+++ SUPPLIED DATA

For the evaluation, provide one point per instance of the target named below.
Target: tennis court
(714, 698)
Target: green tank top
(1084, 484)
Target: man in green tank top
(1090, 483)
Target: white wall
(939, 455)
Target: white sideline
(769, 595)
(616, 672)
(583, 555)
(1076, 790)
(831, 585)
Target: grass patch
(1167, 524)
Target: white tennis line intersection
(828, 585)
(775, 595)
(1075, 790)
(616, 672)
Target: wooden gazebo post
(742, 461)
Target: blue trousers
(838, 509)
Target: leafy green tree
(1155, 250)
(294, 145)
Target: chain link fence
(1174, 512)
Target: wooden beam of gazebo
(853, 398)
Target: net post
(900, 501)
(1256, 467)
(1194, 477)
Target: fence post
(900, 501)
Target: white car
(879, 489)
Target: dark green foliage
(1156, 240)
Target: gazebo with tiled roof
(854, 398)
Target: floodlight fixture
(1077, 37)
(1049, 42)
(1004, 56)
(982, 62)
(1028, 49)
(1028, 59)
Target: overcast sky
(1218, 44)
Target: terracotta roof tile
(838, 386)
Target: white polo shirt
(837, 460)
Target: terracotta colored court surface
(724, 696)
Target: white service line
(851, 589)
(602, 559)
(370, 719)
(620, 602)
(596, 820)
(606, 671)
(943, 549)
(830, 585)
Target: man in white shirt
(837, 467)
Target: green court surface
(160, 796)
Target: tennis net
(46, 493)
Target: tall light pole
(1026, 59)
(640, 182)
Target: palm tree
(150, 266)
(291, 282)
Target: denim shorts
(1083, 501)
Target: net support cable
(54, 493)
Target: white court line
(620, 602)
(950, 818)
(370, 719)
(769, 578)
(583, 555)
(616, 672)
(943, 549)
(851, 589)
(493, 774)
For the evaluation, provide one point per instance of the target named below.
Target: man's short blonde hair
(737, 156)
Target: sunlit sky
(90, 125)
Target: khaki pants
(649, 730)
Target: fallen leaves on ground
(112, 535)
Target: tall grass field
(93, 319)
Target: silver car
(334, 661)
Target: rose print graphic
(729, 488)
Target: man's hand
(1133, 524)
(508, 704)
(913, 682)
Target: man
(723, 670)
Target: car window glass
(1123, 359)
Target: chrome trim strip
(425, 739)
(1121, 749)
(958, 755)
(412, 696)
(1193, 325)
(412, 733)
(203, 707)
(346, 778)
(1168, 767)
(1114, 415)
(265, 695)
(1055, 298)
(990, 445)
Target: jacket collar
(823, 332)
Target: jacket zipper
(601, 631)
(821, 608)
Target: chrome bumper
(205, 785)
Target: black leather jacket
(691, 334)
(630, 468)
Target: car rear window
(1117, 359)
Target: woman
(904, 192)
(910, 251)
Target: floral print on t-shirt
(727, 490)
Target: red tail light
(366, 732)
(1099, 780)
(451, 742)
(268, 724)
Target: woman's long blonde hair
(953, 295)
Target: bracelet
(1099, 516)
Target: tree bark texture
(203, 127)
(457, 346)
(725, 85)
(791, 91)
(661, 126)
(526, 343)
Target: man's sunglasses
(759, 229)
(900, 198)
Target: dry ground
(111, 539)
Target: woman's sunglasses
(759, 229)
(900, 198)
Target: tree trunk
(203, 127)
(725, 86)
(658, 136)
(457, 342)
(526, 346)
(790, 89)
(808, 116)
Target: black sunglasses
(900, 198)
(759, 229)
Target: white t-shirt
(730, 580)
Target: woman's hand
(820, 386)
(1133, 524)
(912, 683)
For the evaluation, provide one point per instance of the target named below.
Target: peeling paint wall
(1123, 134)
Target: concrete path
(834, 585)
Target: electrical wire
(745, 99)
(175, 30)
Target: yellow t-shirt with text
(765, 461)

++++++

**DIRECTIONS:** Return the lines from the line containing "Target: woman's long blonde hair" to the end of the entries above, exactly as they appear and with no other output.

**RESULT OF THE TASK:**
Target: woman's long blonde hair
(953, 295)
Target: bracelet
(1099, 516)
Target: tree bark texture
(203, 127)
(457, 346)
(725, 85)
(791, 91)
(661, 126)
(526, 343)
Target: man's sunglasses
(759, 229)
(900, 198)
Target: dry ground
(111, 539)
Target: woman's sunglasses
(759, 229)
(900, 198)
Target: tree trunk
(203, 127)
(725, 86)
(658, 136)
(457, 342)
(526, 346)
(790, 89)
(808, 116)
Target: black sunglasses
(900, 198)
(759, 229)
Target: white t-shirt
(730, 580)
Target: woman's hand
(820, 386)
(1133, 524)
(912, 683)
For the evaluation, provide one point per instance of the target named below.
Target: peeling paint wall
(1123, 134)
Target: concrete path
(834, 585)
Target: electrical wire
(745, 99)
(175, 30)
Target: yellow t-shirt with text
(765, 461)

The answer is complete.